__OBJECTIVE__
Reproduce, without alteration, the stretch of the records below from the line containing "the wooden post" through the line containing "point(610, 130)".

__DATA SHOWN__
+ + + + +
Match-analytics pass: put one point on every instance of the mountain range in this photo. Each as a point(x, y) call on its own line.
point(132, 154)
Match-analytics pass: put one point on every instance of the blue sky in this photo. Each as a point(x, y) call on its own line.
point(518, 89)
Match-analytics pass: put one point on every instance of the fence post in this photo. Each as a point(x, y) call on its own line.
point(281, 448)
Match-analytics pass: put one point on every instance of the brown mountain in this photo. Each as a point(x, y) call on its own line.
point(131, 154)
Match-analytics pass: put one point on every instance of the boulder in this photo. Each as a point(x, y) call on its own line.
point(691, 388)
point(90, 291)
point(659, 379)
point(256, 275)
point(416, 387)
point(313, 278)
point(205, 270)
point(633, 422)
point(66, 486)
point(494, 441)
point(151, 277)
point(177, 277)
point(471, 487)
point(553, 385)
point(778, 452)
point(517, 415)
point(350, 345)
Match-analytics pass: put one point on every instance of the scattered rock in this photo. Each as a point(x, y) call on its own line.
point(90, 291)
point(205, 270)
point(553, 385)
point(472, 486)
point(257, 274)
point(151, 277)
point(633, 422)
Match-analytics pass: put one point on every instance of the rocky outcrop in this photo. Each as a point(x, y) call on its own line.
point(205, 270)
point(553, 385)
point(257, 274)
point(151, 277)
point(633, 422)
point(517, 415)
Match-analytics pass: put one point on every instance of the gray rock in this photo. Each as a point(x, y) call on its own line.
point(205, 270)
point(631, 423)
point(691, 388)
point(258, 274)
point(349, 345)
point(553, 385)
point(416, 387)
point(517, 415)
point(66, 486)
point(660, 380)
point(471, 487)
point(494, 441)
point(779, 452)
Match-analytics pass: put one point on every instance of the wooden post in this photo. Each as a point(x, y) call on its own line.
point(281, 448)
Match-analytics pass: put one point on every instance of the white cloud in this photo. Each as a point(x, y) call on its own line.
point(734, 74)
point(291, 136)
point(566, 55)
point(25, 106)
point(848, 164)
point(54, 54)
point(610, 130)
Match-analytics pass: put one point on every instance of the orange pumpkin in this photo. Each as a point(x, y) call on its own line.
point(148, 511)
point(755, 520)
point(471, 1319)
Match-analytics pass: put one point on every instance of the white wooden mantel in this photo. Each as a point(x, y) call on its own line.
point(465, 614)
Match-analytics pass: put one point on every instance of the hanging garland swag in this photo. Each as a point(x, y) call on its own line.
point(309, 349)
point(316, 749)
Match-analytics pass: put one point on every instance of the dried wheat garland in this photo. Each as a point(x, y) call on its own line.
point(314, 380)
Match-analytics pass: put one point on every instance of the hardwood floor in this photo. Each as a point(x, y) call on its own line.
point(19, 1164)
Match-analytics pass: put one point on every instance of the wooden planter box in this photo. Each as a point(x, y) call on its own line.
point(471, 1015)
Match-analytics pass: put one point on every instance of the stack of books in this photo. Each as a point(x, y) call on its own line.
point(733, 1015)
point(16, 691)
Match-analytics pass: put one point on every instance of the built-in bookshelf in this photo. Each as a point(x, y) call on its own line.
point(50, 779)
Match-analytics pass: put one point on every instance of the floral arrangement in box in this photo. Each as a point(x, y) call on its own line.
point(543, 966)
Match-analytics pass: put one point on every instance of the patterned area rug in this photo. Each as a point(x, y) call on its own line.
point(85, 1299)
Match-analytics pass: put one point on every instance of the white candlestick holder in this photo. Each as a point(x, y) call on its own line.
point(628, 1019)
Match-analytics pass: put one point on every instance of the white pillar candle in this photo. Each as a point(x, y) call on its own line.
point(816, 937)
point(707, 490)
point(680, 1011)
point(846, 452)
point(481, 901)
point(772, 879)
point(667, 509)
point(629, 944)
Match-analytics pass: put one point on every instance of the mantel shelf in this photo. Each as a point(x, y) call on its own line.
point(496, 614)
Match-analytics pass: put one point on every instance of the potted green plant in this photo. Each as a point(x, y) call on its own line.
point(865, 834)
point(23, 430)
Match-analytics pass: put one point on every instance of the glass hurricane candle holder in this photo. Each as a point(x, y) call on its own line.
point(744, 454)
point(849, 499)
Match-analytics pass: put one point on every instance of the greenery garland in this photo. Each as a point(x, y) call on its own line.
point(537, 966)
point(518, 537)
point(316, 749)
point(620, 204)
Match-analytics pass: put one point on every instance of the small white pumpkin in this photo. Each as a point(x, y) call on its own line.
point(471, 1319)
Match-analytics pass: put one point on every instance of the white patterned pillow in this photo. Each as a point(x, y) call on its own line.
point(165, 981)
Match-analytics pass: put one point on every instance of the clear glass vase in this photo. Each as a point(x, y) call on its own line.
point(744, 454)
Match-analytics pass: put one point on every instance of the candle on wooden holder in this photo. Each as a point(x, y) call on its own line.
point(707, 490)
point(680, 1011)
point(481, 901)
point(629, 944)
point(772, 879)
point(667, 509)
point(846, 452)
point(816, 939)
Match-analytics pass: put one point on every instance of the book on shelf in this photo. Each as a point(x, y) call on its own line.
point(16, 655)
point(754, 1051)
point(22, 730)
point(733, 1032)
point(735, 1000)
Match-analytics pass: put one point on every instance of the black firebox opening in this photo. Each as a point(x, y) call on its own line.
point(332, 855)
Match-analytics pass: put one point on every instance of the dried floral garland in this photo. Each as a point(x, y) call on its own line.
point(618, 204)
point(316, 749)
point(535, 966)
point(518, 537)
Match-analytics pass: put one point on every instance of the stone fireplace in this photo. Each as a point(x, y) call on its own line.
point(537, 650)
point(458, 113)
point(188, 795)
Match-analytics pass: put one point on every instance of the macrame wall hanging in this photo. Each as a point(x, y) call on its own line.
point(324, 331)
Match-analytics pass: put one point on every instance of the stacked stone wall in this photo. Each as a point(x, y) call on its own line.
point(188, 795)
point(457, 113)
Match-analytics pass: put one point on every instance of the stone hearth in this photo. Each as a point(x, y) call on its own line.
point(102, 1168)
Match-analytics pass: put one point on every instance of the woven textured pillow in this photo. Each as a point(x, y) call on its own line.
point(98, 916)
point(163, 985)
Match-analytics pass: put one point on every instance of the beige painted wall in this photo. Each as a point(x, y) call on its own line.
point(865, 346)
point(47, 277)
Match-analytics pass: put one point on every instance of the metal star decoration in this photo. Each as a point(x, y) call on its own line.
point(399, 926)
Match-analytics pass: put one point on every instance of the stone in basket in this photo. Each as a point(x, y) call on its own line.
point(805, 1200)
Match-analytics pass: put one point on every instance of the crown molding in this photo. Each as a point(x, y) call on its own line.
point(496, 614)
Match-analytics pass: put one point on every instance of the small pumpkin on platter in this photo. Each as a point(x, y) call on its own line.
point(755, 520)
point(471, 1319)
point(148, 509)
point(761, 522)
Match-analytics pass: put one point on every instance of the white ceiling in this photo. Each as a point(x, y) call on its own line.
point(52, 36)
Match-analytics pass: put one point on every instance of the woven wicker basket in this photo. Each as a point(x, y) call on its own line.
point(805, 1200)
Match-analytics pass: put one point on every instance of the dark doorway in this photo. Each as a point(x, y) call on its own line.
+ + + + +
__WRITTEN ANSWER__
Match-analytics pass: put one point on every instance of the wooden post in this photo. Each as a point(x, y) call on its own line.
point(281, 448)
Match-analytics pass: put one point on every instance of the white cloud in this photo. Each as a point(x, y) call on its own line.
point(734, 74)
point(291, 136)
point(566, 55)
point(25, 106)
point(848, 164)
point(54, 54)
point(610, 130)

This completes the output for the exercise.